→ **WORK INSTRUCTIONS**: Rewrite every line of the rows below as a Markdown table with the columns No and Line, numbering the lines in order and leaving out blank lines.

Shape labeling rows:
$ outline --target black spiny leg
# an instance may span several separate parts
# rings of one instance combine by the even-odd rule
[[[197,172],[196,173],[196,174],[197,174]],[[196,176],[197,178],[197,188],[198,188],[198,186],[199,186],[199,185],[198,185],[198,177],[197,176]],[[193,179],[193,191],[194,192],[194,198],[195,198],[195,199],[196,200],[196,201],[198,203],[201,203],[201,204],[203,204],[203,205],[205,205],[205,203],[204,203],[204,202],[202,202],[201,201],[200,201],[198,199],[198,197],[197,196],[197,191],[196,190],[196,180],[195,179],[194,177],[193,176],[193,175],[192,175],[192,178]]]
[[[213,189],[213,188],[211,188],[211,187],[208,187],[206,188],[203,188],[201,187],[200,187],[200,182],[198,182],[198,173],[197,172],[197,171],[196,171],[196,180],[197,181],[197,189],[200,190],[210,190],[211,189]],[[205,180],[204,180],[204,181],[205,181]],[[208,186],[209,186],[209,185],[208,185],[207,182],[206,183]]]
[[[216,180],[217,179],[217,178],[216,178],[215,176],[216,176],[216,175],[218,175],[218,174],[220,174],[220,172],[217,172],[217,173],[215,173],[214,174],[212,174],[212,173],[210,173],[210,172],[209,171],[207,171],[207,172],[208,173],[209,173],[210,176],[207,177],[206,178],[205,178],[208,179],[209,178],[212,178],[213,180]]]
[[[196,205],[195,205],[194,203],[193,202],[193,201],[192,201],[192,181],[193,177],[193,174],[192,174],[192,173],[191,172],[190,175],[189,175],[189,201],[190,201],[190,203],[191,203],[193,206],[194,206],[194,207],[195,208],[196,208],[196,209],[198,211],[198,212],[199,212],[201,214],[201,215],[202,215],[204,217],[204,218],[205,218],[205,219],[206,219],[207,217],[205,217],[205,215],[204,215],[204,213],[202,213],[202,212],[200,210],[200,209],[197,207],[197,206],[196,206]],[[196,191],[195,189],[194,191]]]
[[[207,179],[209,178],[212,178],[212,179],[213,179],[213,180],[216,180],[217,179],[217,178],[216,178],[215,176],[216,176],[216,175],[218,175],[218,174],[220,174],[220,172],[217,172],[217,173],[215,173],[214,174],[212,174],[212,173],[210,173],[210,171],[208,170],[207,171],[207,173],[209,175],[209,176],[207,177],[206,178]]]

→ **CORRECT RESULT**:
| No | Line |
|---|---|
| 1 | $ outline --target black spiny leg |
| 2 | # an instance may span several separate parts |
| 3 | # rings of one instance combine by the even-odd rule |
| 4 | [[[197,172],[196,173],[196,174],[197,174]],[[196,176],[197,178],[197,188],[198,188],[198,186],[199,186],[199,185],[198,185],[198,177],[197,176]],[[193,179],[193,191],[194,192],[194,198],[195,198],[195,199],[196,200],[196,201],[198,203],[201,203],[201,204],[203,204],[203,205],[205,205],[205,203],[204,203],[204,202],[202,202],[201,201],[200,201],[198,199],[198,197],[197,196],[197,191],[196,190],[196,180],[195,179],[194,177],[193,176],[193,175],[192,175],[192,178]]] |
| 5 | [[[213,189],[213,188],[211,188],[211,187],[208,187],[206,188],[203,188],[201,187],[200,187],[200,182],[198,182],[198,173],[197,172],[197,171],[196,171],[196,180],[197,181],[197,189],[200,190],[210,190],[211,189]],[[205,180],[204,180],[204,181],[205,181]],[[208,186],[209,186],[209,185],[208,185],[207,182],[206,183]]] |
| 6 | [[[216,180],[217,179],[217,178],[216,178],[215,176],[216,176],[216,175],[218,175],[218,174],[220,174],[220,172],[217,172],[217,173],[215,173],[214,174],[212,174],[212,173],[210,173],[210,172],[209,171],[207,171],[207,172],[208,173],[209,173],[210,176],[207,177],[206,178],[205,178],[208,179],[209,178],[212,178],[213,180]]] |
| 7 | [[[196,205],[195,205],[194,203],[193,202],[193,201],[192,201],[192,181],[193,177],[193,174],[192,174],[192,173],[191,172],[190,175],[189,175],[189,201],[190,201],[190,203],[191,203],[193,206],[194,206],[194,207],[195,208],[196,208],[196,209],[198,211],[198,212],[199,212],[201,214],[201,215],[202,215],[204,217],[204,218],[205,218],[205,219],[206,219],[207,217],[205,217],[205,215],[204,215],[204,213],[202,213],[202,212],[200,210],[200,209],[197,207],[197,206],[196,206]],[[196,191],[195,189],[194,191]]] |
| 8 | [[[207,179],[209,178],[212,178],[212,179],[213,179],[213,180],[216,180],[217,179],[217,178],[216,178],[215,176],[216,176],[216,175],[218,175],[218,174],[220,174],[220,172],[217,172],[217,173],[215,173],[214,174],[212,174],[212,173],[210,173],[210,171],[208,170],[207,171],[207,173],[209,175],[209,176],[207,177],[206,178]]] |